GIVEN TEXT:
WOMEN danced, wept and embraced outside the Papua New Guinea Parliament yesterday as years of campaigning culminated in a watershed vote to allow 22 reserved seats for women in the almost exclusively male chamber, where just one of 109 seats is presently held by a female.
With time running out before the 2012 general election, expectation and anxiety were high among supporters of the bill, with women loudly admonishing MPs from the packed public gallery when the debate was delayed on Tuesday.
But encouraged by Prime Minister Peter O’Neill, the constitutional amendment to allow the women’s seats, one for each province, was eventually passed by 72 votes to two, with several members abstaining and some absent.
”Only with the input of women will PNG go on and thrive to become a great nation,” said Mr O’Neill.
The president of the National Council of Women, Schola Kakas, described the move as ”a cry of the mothers of this nation”.
She added: ”So many of our problems as a society are faced by women – health, violence, maternal mortality. Only women can understand what must be done to make things better.
One of the nation’s most seasoned female political campaigners, Greens leader Dorothy Tekwie, was in the country’s remote north-west when she heard the news. She said women around her were overjoyed at the bill, which she said was required if women were to push through fiercely male-dominated political and social cultures.
”They were just jubilant, clapping their hands. They said – the men too – ‘Taim bilong ol meri’ – ‘time for women’.”
Celebrations were later tempered by confusion even among experts and key players as to whether the Equality and Participation Bill (or the Women’s Bill, as it is widely known) faces another legislative hurdle if the women’s seats are to be in place in time for next year’s general election.
Dame Carol Kidu, the sole elected woman in the Parliament and sponsor of the bill, said a critical second element of the bill had vanished from the notice paper, but she hoped it would be resolved in the next few days. If not, the seats would probably not be in place by the poll.
This issue remains on a knife edge, she said, as the enabling legislation will require more votes to pass than the number which secured the constitutional reform yesterday.
The vote marked a huge milestone in PNG and signalled a hunger for change in the nation, said Dame Carol. ”A lot of people who in the early days said they would never support it are supporting it now. So whatever happens, there has been huge progress.”

EXCERPTED RECORDS:
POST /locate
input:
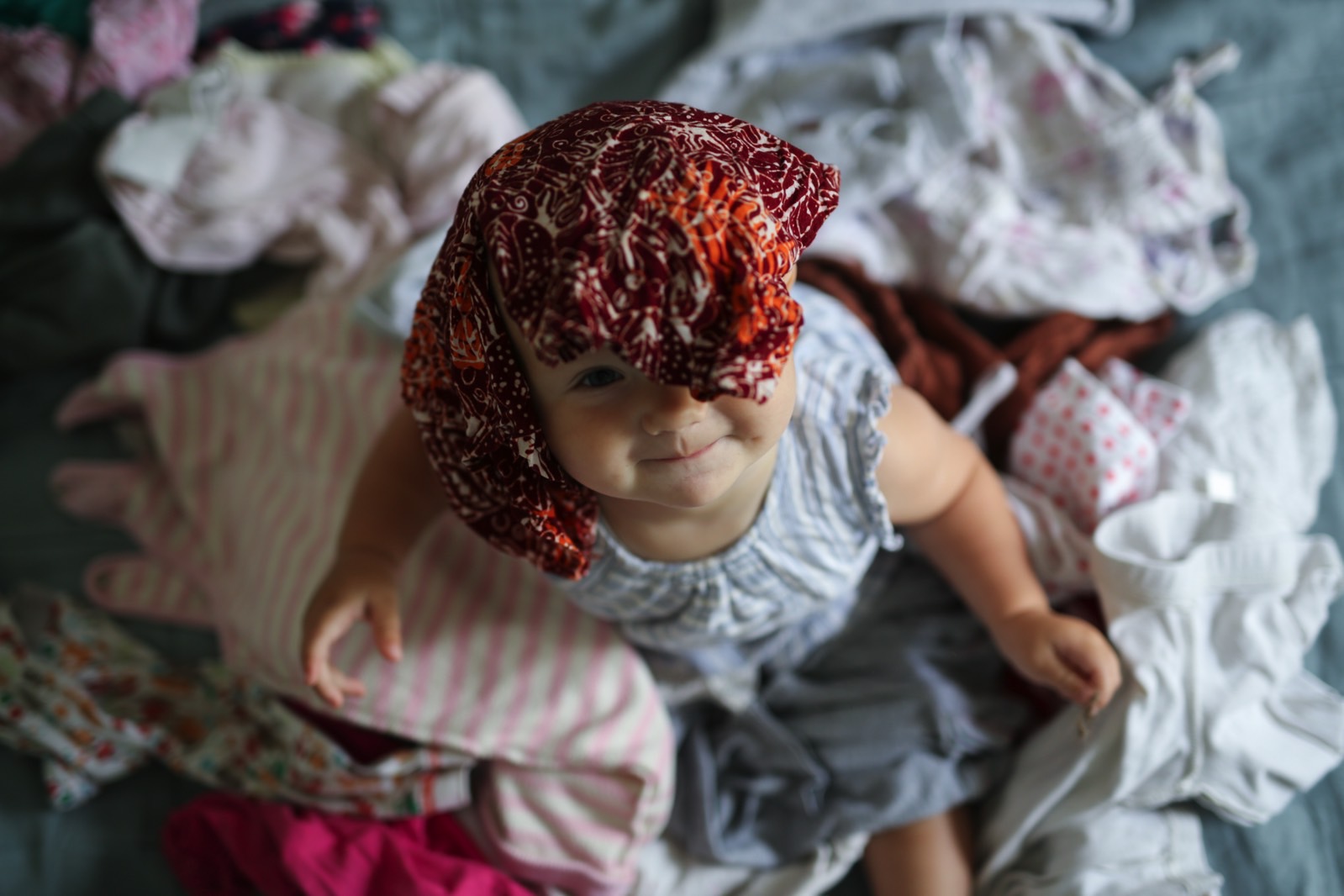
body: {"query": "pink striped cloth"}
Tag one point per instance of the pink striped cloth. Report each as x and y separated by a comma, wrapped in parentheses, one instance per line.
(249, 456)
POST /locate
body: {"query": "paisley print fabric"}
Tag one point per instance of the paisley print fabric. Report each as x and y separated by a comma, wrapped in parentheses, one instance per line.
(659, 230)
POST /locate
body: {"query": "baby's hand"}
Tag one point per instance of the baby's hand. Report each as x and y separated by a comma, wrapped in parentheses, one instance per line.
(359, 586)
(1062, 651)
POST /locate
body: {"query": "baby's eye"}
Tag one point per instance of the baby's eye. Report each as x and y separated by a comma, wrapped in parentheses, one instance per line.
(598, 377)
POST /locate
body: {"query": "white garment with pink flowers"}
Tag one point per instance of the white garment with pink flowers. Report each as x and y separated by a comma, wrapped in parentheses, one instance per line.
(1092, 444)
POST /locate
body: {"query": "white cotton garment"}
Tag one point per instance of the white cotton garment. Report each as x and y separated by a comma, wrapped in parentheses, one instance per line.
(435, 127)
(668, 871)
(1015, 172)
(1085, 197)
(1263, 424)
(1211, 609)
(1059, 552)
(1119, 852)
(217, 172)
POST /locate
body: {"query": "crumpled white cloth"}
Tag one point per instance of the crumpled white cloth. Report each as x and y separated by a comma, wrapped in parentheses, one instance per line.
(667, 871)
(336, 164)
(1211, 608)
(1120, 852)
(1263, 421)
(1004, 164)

THINGS TO DO:
[1] Summarize the article on the Papua New Guinea women's seats vote in two sentences.
[2] Translate this sentence from the article on the Papua New Guinea women's seats vote into Spanish: "But encouraged by Prime Minister Peter O'Neill, the constitutional amendment to allow the women's seats, one for each province, was eventually passed by 72 votes to two, with several members abstaining and some absent."

SOLUTIONS TO THE TASKS:
[1] Papua New Guinea's Parliament, where only one of 109 seats is held by a woman, passed a constitutional amendment by 72 votes to two to allow 22 reserved seats for women, one for each province. Celebrations were tempered by confusion over whether the bill faces another legislative hurdle, since its sponsor, Dame Carol Kidu, said a critical second element had vanished from the notice paper and that without it the seats would probably not be in place by the 2012 general election.

[2] Pero, alentada por el primer ministro Peter O'Neill, la enmienda constitucional para permitir los escaños de las mujeres, uno por cada provincia, fue finalmente aprobada por 72 votos contra dos, con la abstención de varios miembros y la ausencia de algunos.